#### Metin ####

13 Nisan: Aşkınlığın içinde olan şey Tao'dur
- Ersan Kaan Erçelik
- 13 Nis 2018
- 2 dakikada okunur
Taocu dilde kadınsı prensibe Yin denir ve erkeksi prensibe de Yang denir. Yang hırstır, Yang saldırganlıktır, Yang arzudur ve yansıtmadır. Yang politiktir. Yin dindarlıktır. Sen ne zaman hırslı olursan senin için dindar olmak o kadar imkânsızdır. Sen ne zaman dindar olursan politik olman o kadar imkânsızdır. Bunlar bir arada gitmez. Onlar karışamaz. Onların doğası su ile yağı karıştırmaya benzer.
Hırs ve meditasyon asla karışmaz, onlar karışamaz. Politikacı erkeksi prensibe göre iş görür ve ermiş ise kadınsı prensibe göre işler. Bu nedenle ermiş son derece yumuşak, son derece kadınsı, son derece yuvarlak, son derece güzel hale gelir. Onları belli bir zarafet kaplar. Ve güzellik kesinlikle bedene ait bir şey değildir; bazen öyle olur ki beden hiç de güzel olmayabilir.

#### Alıştırma satırları ####

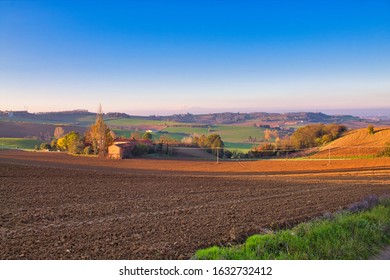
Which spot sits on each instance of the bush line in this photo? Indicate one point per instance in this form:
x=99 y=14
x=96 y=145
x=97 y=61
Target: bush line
x=357 y=233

####

▶ **Yapılacak işler**:
- A) Yukarıdaki satırların hepsini hiçbir değişiklik yapmadan yeniden yazın, ancak resimleri yanıta almayın.
- B) Yin ile Yang üzerine olan metni son cümlesinden sonra devam ettirin.

▶ **Görev yanıtları**:
- A)
Which spot sits on each instance of the bush line in this photo? Indicate one point per instance in this form:
x=99 y=14
x=96 y=145
x=97 y=61
Target: bush line
x=357 y=233

- B)
Erken dönem Hıristiyanlıkta İsa'nın dünyadaki en çirkin insan olduğuna ilişkin bir prensip vardı. Yavaş yavaş Hıristiyanlık bu fikri bıraktı, bundan hoşlanmadılar. Ancak bunda güzel olan bir şey vardır.Bedenin çirkin olduğu fakat yine de İsa'ya yakınlaştığında ansızın onun güzelliği ile şaşıracağını, ansızın kendinden geçip güzelliği ile seni ele geçireceği söylenirdi. Şayet onun bir resmini görmüş olsaydın sadece onun çirkinliğini görürdün fakat ona gitmiş olsaydın, onun gerçek varlığına girmiş olsaydın onun tüm çirkinliğini unutmuş olurdun. Çünkü o kadar çok güzellik akıyor, o kadar çok güzellik yağıyor, taşıyordu ki, onun çirkin olduğunu hatırlayamazdın bile. Onu görmemiş olanlar çirkin olduğunu düşünürdü ve onu görmüş olanlar ise onun en güzel insan olduğunu söylerdi.
Önemli olan beden değildir. Ermiş bedende yaşamaz ya da beden olarak yaşamaz; o beden aracılığıyla yaşar. Politikacı beden dışında bir şey değildir, dışa dönüktür. Beden dışa dönüktür, akıl içe dönüktür.
Ve sen her ikisinin de ötesine geçtiğinde Tao ortaya çıkar. Sen ne dışadönük ne de içe dönük olduğunda, ne dışarıya doğru ne de içeriye doğru yönelmediğinde, herhangi bir yere gitmediğinde muazzam bir hareketsizlik, eylemsizlik vardır çünkü hiçbir motivasyon yoktur. Senin içsel alevin artık dalgalanmıyor çünkü içine girilecek bir yön yoktur,yerine getirilmesi gereken bir amaç yoktur. Olunması gereken bir yer yoktur ve olunması gereken bir kişi yoktur, sen mutlak bir şekilde anın içinde mutlusun. O zaman sen erkeği ve kadını ve kutupsallığı aşmışsındır. Bu aşkınlığın içinde olan şey Tao'dur.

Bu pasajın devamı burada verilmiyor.